▶ _TRECHO EXTRAÍDO_
********

Contrabando de Factos Históricos (Actualizado)

Mais um aniversário de Independência nacional passou. Foi no dia 25 de Junho, que se comemorou os 32 anos da nossa Independência Nacional. Foi no dia 25 de Junho de 1975 que o Estado português entregou o país aos moçambicanos, depois de aproximadamente 100 anos de colonização, se tomarmos como referência 1898, ano em que Mouzinho de Albuquerque deu por terminado as campanhas de pacificação, com a derrocada do Império de Gaza (1895-6) e os xeicados do norte de Moçambique, marcando assim o início de uma administração efectiva do estado Português sobre o território de Moçambique, como mandavam os ditames de Berlim.
Coincide porém que, no mesmo dia, mas há 45 anos, em Dar-es-Salaam, formava-se um movimento de Libertação de Moçambique, que mais tarde viria ser conhecido por FRELIMO, portanto, Frente de Libertação de Moçambique, fruto de uma união de três movimentos, nomeadamente MANU, UNAMI e UDENAMO bem como adesão de outros indivíduos, mais tarde tidos como heróis nacionais, como Eduardo Mondlane, Marcelino dos Santos, Samora Machel, etc.

********

▶ _DADOS LISTADOS_

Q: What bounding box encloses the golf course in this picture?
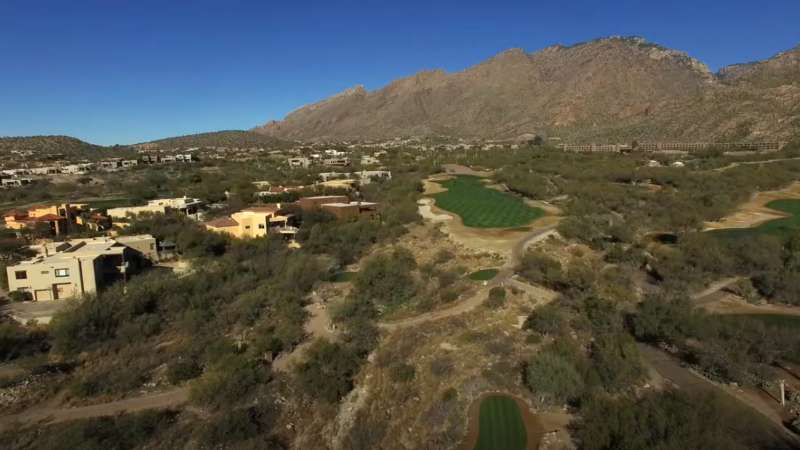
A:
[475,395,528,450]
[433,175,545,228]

********

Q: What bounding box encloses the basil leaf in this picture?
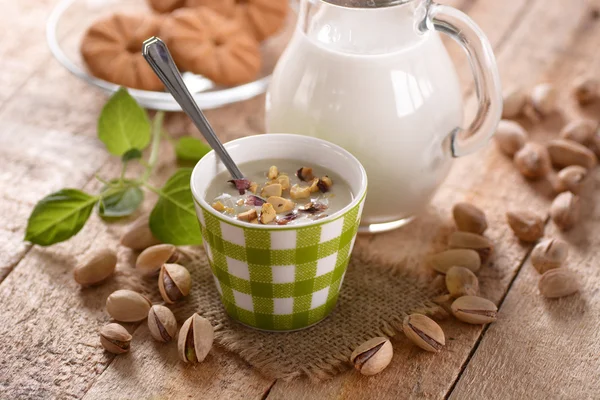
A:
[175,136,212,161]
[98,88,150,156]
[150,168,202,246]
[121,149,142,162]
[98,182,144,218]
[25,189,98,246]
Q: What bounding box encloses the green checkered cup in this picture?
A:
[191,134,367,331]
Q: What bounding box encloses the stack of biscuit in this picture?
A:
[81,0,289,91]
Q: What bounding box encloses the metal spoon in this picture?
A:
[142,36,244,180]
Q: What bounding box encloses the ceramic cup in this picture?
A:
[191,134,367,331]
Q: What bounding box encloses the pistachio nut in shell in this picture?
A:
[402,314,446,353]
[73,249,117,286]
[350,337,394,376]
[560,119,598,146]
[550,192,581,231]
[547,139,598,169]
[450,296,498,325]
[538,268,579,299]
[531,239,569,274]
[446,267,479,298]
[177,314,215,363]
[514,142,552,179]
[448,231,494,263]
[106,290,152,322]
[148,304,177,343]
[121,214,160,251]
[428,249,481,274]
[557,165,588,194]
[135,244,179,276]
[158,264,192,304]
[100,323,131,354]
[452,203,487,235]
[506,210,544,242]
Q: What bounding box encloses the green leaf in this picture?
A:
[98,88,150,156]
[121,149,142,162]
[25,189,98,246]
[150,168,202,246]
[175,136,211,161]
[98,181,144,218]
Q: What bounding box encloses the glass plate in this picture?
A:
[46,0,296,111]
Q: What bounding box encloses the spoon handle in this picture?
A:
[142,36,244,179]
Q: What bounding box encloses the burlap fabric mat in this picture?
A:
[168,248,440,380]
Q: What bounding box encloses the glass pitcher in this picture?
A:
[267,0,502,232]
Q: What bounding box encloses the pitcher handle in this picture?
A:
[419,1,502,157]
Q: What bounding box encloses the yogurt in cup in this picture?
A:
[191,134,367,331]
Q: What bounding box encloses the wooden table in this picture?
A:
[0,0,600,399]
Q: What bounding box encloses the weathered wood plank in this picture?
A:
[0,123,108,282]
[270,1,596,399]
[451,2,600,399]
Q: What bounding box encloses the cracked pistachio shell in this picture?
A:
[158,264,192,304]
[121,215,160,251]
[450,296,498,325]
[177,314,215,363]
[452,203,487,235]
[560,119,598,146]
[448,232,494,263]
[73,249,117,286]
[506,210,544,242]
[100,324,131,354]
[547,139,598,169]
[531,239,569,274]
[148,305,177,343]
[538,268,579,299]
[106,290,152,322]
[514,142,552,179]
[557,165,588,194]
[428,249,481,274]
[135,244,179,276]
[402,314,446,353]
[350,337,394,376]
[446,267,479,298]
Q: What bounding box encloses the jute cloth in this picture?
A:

********

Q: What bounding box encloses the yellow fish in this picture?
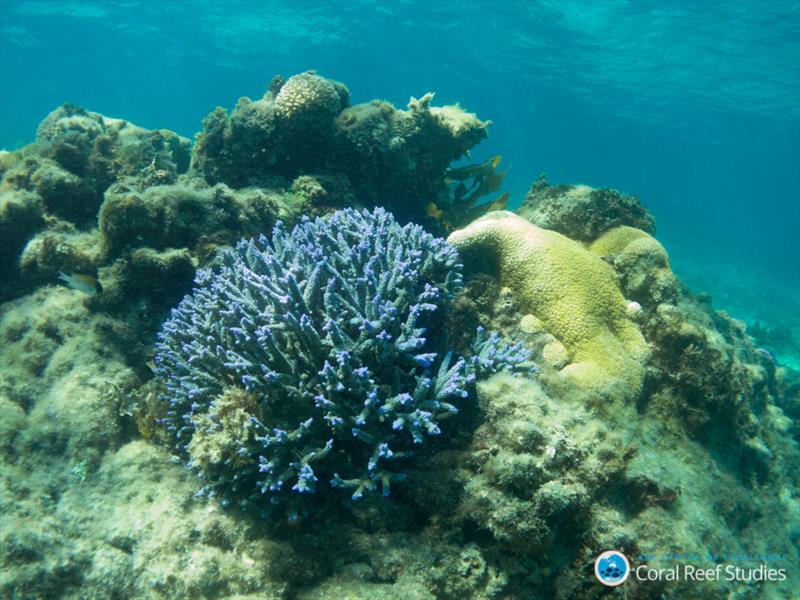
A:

********

▶ _TAREFAS A REALIZAR_
**A.** Com base no texto sobre a independência de Moçambique, responda às seguintes perguntas:
(i) Em que ano Mouzinho de Albuquerque deu por terminadas as campanhas de pacificação?
(ii) Em que cidade se formou o movimento que viria a ser conhecido por FRELIMO?
(iii) Que três movimentos se uniram para dar origem a esse movimento?
**B.** Indique se cada afirmação concorda com o texto sobre a independência de Moçambique, citando as palavras que o comprovam:
(i) O Estado português entregou o país aos moçambicanos em 25 de Junho de 1975.
(ii) O movimento de libertação que deu origem à FRELIMO formou-se em Lisboa.
(iii) A derrocada do Império de Gaza ocorreu em 1895-6.
**C.** Transcreva fielmente o trecho do texto sobre a independência de Moçambique que se inicia com as palavras "Mais um aniversário" e termina com "ditames de Berlim.".
Responda com base exclusivamente no texto sobre a independência de Moçambique.

▶ _SOLUÇÕES DAS TAREFAS_
**A.**
(i) Em 1898.
(ii) Em Dar-es-Salaam.
(iii) MANU, UNAMI e UDENAMO.

**B.**
(i) Sim: "Foi no dia 25 de Junho de 1975 que o Estado português entregou o país aos moçambicanos".
(ii) Não: "em Dar-es-Salaam, formava-se um movimento de Libertação de Moçambique".
(iii) Sim: "com a derrocada do Império de Gaza (1895-6)".

**C.**
Mais um aniversário de Independência nacional passou. Foi no dia 25 de Junho, que se comemorou os 32 anos da nossa Independência Nacional. Foi no dia 25 de Junho de 1975 que o Estado português entregou o país aos moçambicanos, depois de aproximadamente 100 anos de colonização, se tomarmos como referência 1898, ano em que Mouzinho de Albuquerque deu por terminado as campanhas de pacificação, com a derrocada do Império de Gaza (1895-6) e os xeicados do norte de Moçambique, marcando assim o início de uma administração efectiva do estado Português sobre o território de Moçambique, como mandavam os ditames de Berlim.